INSTRUCTIONS TO FOLLOW: Rewrite the stretch of entries from the line containing "of the bed." through the end of the entries, swapping "black desk surface" for "dark desk surface" and leaving everything else unchanged.

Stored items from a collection
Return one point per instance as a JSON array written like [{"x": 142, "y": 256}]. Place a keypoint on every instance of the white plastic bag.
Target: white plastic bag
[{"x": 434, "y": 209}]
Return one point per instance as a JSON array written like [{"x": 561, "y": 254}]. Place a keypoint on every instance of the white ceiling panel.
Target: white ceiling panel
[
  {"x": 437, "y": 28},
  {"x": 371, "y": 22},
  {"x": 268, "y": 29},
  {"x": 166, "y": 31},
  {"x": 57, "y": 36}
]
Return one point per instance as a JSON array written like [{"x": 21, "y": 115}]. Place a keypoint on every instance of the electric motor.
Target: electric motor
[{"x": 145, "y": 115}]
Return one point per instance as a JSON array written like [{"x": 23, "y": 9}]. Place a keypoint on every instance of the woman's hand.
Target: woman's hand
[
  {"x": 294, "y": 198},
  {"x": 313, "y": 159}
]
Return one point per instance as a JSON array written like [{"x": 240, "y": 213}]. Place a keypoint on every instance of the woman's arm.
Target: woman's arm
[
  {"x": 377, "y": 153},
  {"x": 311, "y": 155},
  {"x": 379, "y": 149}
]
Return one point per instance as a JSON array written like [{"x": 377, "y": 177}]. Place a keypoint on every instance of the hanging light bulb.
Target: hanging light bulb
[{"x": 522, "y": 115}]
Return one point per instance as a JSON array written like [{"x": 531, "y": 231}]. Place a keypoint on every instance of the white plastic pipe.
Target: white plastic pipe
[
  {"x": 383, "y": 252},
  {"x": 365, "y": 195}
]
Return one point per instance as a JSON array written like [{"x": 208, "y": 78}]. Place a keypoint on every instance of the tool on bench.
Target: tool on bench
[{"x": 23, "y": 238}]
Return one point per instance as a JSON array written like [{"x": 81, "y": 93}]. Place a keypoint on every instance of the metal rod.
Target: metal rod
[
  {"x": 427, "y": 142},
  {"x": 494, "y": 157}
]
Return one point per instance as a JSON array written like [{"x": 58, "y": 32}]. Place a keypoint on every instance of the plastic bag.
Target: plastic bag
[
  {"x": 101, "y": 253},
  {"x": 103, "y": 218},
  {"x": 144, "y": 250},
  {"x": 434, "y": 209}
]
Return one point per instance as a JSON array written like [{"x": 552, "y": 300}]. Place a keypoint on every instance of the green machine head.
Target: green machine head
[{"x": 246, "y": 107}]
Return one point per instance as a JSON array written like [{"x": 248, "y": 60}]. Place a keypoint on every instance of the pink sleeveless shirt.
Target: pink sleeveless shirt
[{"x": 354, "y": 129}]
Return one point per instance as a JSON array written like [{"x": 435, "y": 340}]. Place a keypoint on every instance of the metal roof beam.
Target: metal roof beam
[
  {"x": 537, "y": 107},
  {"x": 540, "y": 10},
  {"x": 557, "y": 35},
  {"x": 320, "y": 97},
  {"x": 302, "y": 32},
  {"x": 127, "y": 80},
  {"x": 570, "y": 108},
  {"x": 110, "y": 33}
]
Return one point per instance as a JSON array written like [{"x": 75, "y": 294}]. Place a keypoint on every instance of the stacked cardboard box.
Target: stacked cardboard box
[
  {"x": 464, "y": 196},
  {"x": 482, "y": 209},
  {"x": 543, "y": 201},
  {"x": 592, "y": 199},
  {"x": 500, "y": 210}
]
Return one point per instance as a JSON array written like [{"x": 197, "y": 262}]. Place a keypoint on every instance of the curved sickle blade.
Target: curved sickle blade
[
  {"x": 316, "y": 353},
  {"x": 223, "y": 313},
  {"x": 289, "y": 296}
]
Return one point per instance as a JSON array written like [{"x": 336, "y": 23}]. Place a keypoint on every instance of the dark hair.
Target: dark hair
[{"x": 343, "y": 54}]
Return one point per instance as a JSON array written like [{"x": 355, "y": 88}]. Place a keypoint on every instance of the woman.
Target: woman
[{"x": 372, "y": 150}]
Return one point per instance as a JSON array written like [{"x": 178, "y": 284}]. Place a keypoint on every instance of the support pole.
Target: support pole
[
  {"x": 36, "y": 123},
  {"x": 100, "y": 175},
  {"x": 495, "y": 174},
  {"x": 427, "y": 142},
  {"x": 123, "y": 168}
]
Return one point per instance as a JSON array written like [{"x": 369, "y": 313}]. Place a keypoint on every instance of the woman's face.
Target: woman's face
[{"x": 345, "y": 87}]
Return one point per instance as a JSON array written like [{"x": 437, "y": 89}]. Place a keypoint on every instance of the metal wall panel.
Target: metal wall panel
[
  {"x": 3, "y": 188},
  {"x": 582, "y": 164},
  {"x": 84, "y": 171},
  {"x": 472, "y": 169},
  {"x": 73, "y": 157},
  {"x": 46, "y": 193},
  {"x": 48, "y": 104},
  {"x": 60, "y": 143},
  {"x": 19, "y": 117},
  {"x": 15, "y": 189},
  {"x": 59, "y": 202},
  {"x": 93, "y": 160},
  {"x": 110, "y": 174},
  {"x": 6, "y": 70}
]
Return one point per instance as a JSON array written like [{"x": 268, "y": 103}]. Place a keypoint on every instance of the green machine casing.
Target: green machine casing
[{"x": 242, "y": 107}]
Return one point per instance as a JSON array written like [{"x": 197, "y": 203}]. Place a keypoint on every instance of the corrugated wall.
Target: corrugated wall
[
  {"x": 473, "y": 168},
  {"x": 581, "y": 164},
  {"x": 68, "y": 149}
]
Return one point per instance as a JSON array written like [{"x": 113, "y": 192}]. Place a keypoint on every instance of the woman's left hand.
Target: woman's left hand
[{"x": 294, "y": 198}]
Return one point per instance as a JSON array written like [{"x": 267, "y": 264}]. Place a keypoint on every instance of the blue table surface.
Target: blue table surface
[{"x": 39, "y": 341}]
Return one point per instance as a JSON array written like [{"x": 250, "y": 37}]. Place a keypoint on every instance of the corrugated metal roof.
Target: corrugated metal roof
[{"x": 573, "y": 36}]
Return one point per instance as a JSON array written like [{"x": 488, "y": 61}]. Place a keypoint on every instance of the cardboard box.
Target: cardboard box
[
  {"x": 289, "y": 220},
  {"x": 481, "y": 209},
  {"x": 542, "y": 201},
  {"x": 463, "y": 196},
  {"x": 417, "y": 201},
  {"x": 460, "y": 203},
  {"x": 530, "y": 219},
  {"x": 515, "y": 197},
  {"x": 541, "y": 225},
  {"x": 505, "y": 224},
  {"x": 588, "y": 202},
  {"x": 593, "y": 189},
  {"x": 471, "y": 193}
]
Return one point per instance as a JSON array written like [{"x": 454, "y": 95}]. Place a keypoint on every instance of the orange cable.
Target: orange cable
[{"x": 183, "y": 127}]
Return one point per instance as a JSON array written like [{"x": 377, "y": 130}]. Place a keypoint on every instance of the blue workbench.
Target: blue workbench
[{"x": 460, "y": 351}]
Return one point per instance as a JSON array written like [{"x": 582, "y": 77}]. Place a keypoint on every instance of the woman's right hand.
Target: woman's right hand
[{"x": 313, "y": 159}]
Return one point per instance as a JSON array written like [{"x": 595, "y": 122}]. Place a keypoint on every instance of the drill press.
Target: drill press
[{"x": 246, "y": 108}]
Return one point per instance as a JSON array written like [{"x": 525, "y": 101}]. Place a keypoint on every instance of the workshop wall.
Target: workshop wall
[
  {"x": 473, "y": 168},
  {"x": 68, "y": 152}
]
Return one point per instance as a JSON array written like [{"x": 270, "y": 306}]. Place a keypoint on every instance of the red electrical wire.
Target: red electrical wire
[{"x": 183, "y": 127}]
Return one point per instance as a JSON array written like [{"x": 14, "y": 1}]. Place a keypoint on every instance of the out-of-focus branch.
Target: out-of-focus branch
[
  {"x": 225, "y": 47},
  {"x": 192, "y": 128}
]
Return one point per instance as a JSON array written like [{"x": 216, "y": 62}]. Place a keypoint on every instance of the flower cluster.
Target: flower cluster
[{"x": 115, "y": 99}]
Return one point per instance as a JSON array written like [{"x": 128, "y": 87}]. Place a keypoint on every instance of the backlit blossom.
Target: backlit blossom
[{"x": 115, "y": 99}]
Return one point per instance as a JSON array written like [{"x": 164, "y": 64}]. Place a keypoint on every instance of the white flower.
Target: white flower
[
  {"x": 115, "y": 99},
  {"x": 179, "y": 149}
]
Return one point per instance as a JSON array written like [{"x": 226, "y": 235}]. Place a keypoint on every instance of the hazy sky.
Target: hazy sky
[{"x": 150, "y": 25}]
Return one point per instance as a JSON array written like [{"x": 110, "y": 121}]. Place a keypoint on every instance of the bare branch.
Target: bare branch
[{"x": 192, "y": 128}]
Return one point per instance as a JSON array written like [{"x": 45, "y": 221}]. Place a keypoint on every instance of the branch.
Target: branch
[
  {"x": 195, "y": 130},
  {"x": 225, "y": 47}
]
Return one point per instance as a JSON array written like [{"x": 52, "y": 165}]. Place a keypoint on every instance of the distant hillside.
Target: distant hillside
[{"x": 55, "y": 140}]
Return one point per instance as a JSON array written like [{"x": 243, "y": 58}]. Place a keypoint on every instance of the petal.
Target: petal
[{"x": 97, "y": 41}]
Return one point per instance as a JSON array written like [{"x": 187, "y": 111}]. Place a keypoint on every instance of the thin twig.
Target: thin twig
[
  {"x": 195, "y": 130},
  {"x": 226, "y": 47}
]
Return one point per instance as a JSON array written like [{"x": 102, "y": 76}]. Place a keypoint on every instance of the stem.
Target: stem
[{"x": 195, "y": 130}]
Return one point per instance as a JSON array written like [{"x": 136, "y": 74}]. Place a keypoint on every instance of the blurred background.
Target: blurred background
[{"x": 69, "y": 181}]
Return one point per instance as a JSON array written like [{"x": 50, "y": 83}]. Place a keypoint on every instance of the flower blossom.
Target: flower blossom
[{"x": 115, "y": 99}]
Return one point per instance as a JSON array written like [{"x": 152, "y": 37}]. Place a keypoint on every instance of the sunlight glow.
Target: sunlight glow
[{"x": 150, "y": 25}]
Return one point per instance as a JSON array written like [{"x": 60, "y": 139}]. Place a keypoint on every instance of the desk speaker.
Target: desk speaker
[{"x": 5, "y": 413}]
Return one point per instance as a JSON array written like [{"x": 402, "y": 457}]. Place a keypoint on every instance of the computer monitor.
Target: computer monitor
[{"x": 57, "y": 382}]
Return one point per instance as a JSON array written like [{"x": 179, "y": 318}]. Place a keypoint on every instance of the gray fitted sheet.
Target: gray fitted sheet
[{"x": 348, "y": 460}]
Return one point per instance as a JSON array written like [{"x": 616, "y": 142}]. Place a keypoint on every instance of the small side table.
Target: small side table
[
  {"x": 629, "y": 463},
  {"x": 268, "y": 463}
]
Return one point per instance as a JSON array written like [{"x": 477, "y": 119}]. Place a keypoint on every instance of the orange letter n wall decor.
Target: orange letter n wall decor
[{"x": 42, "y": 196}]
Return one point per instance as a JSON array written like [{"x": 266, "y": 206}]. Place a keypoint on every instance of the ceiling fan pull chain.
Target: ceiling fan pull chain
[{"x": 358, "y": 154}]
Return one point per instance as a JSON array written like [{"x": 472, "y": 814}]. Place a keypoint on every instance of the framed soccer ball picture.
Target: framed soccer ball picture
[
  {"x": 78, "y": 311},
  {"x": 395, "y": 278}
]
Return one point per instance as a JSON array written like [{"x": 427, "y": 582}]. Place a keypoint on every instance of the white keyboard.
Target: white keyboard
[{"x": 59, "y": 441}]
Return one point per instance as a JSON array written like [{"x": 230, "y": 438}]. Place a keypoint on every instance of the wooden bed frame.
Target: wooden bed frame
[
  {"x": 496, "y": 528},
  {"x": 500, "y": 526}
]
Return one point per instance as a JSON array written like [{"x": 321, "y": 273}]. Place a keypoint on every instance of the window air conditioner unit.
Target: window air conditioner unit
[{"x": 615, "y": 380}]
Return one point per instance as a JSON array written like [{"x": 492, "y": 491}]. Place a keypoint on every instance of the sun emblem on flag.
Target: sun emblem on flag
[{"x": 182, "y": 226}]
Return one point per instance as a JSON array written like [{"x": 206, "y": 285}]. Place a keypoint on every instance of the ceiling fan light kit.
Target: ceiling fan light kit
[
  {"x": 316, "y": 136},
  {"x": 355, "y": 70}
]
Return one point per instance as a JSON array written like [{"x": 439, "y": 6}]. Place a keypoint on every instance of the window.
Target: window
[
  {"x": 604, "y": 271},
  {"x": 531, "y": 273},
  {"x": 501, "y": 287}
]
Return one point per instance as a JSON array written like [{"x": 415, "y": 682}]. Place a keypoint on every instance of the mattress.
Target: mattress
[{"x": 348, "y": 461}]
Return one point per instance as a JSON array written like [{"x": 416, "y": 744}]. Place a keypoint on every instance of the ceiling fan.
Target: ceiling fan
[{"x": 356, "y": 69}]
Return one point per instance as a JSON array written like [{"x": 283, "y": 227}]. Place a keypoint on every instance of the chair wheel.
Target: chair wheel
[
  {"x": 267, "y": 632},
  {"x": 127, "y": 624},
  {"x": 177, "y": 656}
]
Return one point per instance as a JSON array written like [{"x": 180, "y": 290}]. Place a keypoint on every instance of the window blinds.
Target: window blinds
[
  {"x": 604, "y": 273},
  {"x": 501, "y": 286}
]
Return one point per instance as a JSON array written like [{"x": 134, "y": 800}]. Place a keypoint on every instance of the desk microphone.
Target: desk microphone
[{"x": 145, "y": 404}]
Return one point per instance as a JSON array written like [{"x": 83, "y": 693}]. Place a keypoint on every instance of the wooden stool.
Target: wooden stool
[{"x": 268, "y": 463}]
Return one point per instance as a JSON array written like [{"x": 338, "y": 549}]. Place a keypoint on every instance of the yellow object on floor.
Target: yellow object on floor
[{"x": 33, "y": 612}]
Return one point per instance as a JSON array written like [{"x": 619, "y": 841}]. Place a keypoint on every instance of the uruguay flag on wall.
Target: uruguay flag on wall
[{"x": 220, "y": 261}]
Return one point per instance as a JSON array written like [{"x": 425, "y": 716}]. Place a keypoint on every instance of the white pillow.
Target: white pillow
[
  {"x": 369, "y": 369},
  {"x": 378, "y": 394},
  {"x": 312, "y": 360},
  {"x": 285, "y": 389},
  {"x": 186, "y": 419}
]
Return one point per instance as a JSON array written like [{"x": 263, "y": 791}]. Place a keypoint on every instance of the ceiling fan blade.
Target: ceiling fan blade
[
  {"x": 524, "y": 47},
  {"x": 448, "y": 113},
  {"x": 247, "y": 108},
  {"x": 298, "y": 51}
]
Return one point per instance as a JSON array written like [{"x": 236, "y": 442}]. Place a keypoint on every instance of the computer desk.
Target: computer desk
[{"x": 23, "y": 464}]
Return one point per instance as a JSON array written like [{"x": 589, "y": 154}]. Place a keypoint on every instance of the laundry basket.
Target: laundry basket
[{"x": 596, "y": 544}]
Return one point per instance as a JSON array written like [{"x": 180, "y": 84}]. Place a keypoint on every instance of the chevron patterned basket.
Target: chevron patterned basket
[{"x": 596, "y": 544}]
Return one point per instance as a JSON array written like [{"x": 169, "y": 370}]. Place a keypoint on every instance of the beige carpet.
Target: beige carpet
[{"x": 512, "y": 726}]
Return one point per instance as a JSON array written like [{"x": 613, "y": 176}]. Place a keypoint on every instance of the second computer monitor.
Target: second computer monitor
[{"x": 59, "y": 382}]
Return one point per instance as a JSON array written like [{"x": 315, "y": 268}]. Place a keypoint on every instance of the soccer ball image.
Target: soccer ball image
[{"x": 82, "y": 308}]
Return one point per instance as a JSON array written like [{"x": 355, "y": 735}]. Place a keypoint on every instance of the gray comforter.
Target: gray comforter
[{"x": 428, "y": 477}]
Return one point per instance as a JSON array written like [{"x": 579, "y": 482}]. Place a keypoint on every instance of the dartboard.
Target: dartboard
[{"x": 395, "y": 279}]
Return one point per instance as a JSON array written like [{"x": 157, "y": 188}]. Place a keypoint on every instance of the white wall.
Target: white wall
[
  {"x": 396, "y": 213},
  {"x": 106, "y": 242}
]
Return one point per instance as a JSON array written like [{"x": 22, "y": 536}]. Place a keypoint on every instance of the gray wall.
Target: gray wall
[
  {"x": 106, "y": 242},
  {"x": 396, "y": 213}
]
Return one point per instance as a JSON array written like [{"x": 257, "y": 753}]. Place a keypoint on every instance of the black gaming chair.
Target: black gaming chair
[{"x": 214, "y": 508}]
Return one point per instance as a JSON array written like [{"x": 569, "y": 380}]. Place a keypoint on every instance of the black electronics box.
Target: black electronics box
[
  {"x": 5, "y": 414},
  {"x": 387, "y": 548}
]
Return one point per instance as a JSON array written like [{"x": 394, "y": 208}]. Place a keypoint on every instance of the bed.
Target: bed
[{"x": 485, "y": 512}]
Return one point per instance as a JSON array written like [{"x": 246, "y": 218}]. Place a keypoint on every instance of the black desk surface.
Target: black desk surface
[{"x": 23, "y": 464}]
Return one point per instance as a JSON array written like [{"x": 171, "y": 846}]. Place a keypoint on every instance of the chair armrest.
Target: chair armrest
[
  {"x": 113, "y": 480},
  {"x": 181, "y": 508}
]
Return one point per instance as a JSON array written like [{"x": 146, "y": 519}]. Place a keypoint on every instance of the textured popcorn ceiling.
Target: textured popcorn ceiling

WORKED ANSWER:
Return one point per instance as a JSON array written like [{"x": 394, "y": 208}]. Place a keypoint on every instance of the bed.
Target: bed
[{"x": 485, "y": 512}]
Return one point per instance as a JSON array written like [{"x": 246, "y": 218}]. Place a keypoint on every instance of the dark desk surface.
Target: dark desk surface
[{"x": 23, "y": 464}]
Return one point per instance as a JSON array written like [{"x": 171, "y": 846}]. Place a keypoint on every instance of the chair armrest.
Target: chair armrest
[
  {"x": 113, "y": 480},
  {"x": 181, "y": 508}
]
Return one point per instance as a JSON array written like [{"x": 146, "y": 519}]. Place a keypoint on every instance of the textured popcorn ceiling.
Target: textured popcorn ceiling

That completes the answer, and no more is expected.